Community microgrids bring many benefits to their users, the opportunity for local clean energy generation, and added energy resiliency and reliability. But does your municipality have the expertise to establish - and finance - them for municipal needs? Or have a plan in place to support other community microgrids in your city or town?

 Join the Massachusetts Clean Energy Center (MassCEC) and the Metropolitan Area Planning Council (MAPC) for a half-day microgrids workshop for municipalities, Community Microgrids: Opportunities and the Role of Municipalities.

The event, designed for municipal stakeholders and energy committee members, will provide an introduction and overview of microgrid technology and its potential in communities across Massachusetts. Attendees will also learn about the regulatory context, ownership models, siting, and financing options for municipalities. The interactive workshop will feature microgrid experts and local governments that have extensive experience in this field and will present feasible options for municipalities interested in exploring microgrid applications and opportunities.

Information shown:
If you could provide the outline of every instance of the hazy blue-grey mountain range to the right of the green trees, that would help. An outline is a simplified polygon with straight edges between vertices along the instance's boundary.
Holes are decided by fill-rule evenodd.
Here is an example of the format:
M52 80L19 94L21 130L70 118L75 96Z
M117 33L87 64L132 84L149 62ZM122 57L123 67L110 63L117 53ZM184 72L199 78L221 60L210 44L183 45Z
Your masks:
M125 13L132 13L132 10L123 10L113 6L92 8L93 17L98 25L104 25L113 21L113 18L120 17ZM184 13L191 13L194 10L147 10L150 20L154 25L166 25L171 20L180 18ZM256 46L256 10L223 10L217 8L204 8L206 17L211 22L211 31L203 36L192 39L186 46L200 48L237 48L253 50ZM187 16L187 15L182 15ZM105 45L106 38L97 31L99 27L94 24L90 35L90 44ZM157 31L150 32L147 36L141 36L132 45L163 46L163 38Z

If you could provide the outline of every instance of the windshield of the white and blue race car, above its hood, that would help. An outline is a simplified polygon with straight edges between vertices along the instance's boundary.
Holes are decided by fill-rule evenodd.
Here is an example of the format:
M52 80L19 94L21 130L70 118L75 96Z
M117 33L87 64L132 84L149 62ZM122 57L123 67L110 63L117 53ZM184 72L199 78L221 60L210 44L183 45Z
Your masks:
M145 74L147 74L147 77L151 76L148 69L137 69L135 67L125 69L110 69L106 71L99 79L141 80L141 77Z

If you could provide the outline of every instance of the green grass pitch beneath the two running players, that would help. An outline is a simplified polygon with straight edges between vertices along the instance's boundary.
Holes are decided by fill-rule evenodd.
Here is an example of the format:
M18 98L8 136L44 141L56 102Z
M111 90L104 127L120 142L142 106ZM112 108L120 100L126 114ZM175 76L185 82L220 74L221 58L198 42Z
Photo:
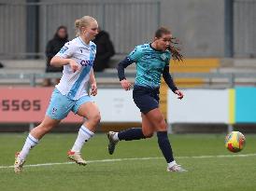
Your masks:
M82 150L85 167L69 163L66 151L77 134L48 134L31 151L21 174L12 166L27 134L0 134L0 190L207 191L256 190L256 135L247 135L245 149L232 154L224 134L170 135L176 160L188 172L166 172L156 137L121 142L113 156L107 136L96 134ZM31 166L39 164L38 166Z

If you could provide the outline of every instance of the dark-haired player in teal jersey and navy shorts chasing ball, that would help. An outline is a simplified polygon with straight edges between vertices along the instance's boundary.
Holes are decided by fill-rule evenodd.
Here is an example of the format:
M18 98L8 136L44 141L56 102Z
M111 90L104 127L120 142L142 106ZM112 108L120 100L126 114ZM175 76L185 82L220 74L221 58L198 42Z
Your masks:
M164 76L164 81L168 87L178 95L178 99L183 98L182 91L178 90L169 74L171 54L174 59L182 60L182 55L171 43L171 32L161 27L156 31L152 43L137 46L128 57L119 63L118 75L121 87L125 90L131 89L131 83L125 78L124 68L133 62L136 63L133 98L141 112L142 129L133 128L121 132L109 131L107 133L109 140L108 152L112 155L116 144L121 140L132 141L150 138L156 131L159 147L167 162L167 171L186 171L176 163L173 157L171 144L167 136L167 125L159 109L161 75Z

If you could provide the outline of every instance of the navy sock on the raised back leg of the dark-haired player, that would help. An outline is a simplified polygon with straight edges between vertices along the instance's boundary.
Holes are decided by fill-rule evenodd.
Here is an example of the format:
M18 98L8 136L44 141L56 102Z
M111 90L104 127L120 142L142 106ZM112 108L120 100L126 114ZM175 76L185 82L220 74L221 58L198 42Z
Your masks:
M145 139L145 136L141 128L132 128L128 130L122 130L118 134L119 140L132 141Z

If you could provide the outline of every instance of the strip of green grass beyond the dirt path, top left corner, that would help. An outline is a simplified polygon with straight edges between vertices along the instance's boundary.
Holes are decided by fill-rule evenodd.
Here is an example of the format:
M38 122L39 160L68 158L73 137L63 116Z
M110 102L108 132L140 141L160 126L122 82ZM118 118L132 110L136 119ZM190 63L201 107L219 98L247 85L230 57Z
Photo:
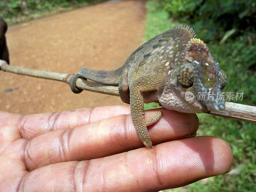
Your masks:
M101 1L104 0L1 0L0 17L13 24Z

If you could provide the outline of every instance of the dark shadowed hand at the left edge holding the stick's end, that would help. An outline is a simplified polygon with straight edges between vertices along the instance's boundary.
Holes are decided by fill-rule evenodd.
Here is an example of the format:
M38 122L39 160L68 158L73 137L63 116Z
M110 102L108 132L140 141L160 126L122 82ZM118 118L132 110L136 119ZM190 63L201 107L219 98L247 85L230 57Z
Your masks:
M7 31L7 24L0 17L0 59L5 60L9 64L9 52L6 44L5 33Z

...

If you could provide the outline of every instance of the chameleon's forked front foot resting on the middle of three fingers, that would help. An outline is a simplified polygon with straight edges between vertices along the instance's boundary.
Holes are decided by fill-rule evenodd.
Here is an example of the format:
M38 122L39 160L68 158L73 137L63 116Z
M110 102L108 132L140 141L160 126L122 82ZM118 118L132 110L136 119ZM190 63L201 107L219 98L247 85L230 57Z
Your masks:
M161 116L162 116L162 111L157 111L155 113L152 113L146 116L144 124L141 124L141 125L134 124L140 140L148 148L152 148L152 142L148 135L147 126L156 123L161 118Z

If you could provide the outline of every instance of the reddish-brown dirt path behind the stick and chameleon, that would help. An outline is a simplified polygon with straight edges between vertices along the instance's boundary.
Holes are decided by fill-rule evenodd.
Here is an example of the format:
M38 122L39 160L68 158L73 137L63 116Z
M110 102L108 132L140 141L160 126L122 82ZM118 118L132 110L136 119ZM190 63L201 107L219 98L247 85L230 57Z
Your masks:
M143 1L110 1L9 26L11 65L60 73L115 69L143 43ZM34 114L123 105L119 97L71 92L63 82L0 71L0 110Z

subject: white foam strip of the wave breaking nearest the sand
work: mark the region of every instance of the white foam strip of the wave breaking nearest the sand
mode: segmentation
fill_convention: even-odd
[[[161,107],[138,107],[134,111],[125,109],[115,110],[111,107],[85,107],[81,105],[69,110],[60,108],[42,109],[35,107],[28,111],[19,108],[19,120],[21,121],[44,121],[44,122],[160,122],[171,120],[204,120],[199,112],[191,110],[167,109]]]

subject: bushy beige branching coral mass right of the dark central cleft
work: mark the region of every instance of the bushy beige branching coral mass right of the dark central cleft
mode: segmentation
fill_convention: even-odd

==

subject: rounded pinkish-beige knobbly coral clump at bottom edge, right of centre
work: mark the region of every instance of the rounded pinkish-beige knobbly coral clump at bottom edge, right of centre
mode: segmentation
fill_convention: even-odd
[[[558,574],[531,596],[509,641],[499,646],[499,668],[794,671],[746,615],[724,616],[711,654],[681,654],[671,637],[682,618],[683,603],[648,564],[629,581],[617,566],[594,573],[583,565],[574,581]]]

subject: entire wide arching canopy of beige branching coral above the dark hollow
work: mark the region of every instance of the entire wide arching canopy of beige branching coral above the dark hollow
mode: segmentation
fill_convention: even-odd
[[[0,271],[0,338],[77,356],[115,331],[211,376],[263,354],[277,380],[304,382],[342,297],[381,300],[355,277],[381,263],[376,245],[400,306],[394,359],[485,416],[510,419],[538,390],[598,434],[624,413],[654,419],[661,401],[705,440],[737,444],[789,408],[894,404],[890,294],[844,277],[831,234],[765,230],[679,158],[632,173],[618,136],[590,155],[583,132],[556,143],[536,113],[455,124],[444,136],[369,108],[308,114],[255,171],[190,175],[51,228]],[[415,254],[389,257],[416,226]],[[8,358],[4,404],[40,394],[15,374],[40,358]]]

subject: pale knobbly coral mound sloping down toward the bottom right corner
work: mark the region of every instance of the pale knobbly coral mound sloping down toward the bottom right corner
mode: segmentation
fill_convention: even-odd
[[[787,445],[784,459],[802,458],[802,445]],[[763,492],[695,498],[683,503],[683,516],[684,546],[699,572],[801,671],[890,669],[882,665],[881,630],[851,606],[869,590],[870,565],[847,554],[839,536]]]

About this exercise: Rewrite the workshop announcement starting with "Join the Massachusetts" and going on through "applications and opportunities.", using "full-day" in place of "half-day".

Answer below:
Join the Massachusetts Clean Energy Center (MassCEC) and the Metropolitan Area Planning Council (MAPC) for a full-day microgrids workshop for municipalities, Community Microgrids: Opportunities and the Role of Municipalities.

The event, designed for municipal stakeholders and energy committee members, will provide an introduction and overview of microgrid technology and its potential in communities across Massachusetts. Attendees will also learn about the regulatory context, ownership models, siting, and financing options for municipalities. The interactive workshop will feature microgrid experts and local governments that have extensive experience in this field and will present feasible options for municipalities interested in exploring microgrid applications and opportunities.